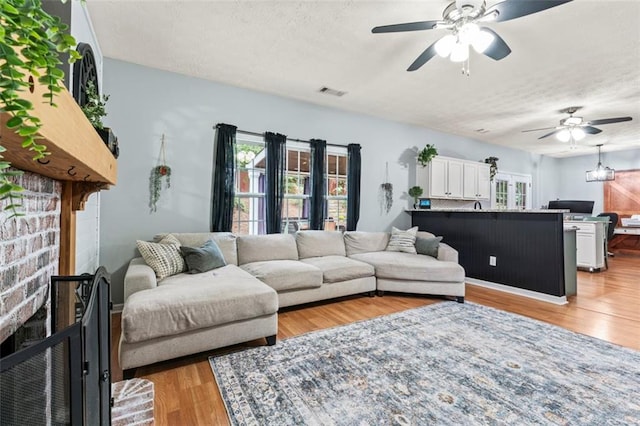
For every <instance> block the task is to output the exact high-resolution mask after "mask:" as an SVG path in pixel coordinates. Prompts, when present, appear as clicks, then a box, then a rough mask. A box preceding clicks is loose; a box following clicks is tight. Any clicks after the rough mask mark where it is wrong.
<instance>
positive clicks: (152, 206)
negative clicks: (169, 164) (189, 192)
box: [149, 135, 171, 213]
mask: <svg viewBox="0 0 640 426" xmlns="http://www.w3.org/2000/svg"><path fill="white" fill-rule="evenodd" d="M164 145H165V143H164V135H162V144H161V145H160V164H159V165H157V166H156V167H154V168H153V169H151V175H150V176H149V210H150V211H149V212H150V213H155V212H156V211H157V204H158V200H160V194H161V193H162V189H163V180H164V189H169V188H171V167H169V166H168V165H167V160H166V156H165V148H164Z"/></svg>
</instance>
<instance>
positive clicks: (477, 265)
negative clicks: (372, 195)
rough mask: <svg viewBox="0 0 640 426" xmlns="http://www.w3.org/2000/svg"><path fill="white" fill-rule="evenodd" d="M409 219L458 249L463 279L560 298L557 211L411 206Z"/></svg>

**TASK TO CARRY OUT**. Once the pictures are removed, return the entries exactly as they stand.

**ANSWER TO THIS PROBLEM**.
For every <instance> block the task is to output the exact high-resolution mask after "mask:" as an SVG path in pixel coordinates. Prompts, when present, appear as clicks, then a box, then a rough mask. A box preceding clicks is loose; a box following clicks is tight. Any clicks after the rough mask mark where it is wrong.
<instance>
positive clicks: (152, 206)
negative clicks: (169, 164) (189, 192)
box: [149, 135, 171, 213]
mask: <svg viewBox="0 0 640 426" xmlns="http://www.w3.org/2000/svg"><path fill="white" fill-rule="evenodd" d="M164 145H165V143H164V135H162V144H161V145H160V164H159V165H157V166H156V167H154V168H153V169H151V175H150V176H149V210H150V211H149V212H150V213H155V212H156V211H157V204H158V200H160V194H161V193H162V189H163V180H164V189H169V188H171V167H169V166H168V165H167V160H166V156H165V148H164Z"/></svg>
</instance>
<instance>
positive clicks: (477, 265)
negative clicks: (372, 195)
rough mask: <svg viewBox="0 0 640 426" xmlns="http://www.w3.org/2000/svg"><path fill="white" fill-rule="evenodd" d="M409 219L458 249L463 279L560 298L557 211L411 206Z"/></svg>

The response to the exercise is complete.